◆ Instruction ◆
Repeat the data word for word. Do not include the pictures.

◆ Items ◆
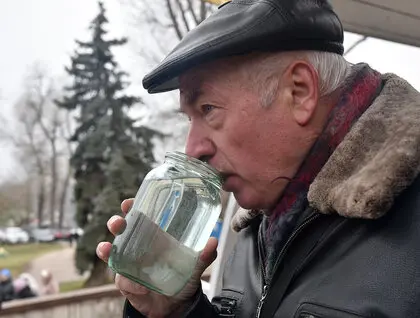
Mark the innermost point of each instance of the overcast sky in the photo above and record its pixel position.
(45, 30)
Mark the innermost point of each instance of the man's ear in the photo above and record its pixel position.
(304, 93)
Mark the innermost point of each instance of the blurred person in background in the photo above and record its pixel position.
(49, 285)
(6, 286)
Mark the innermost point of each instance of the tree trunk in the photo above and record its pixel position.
(63, 198)
(41, 200)
(98, 275)
(53, 189)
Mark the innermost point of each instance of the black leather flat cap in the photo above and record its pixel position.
(244, 26)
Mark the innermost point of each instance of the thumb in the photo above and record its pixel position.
(207, 256)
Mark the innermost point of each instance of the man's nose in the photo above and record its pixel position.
(199, 145)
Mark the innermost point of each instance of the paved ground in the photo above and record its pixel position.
(60, 263)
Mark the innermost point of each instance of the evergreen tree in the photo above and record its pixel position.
(112, 155)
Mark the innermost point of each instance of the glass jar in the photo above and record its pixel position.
(172, 217)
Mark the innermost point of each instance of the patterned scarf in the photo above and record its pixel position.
(363, 87)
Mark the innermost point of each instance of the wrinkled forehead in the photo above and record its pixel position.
(211, 76)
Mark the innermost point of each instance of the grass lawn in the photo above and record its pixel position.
(21, 255)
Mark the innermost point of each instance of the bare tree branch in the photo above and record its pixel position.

◆ Solution ◆
Mark the innermost point of each instance of the overcast sky in the photo above and record its pixel position.
(45, 30)
Mark the innermost point of each instance of the man's ear in the photo above and record its pixel position.
(304, 93)
Mark the innermost point of each instance of the blurred person in background in the photo above and record its pixel position.
(49, 285)
(6, 286)
Mark the innermost point of each instance of the tree trunk in the photo above and record its pixel position.
(63, 198)
(41, 200)
(98, 275)
(53, 189)
Mark the innermost point of each instance of the black leather flat cap in the photo above and record its pixel position.
(244, 26)
Mark the innermost point of each instance of the thumb in the photo above and record its pixel position.
(207, 256)
Mark the innermost point of each instance of the man's nose in the photo above and record its pixel position.
(199, 145)
Mark the innermost point of each instance of the paved ground in the photo above and record its pixel position.
(60, 263)
Mark the innermost point of each instance of the evergreen tree in the photo above and record its pixel position.
(112, 155)
Mark the innermost point of each instance of the glass jar in the photo above and record its pixel position.
(172, 217)
Mark the innermost point of each instance of the patterned scarf in the photo above and record its pixel position.
(363, 87)
Mark the innermost point of each instance of the wrinkled forehead in the photo above and record its pixel position.
(211, 76)
Mark the innermost point of each instance of the grass lawn in the photo above and record its pixel position.
(21, 255)
Mark the innermost point of each instance of the bare tree branch in the photo above and record its pixel position.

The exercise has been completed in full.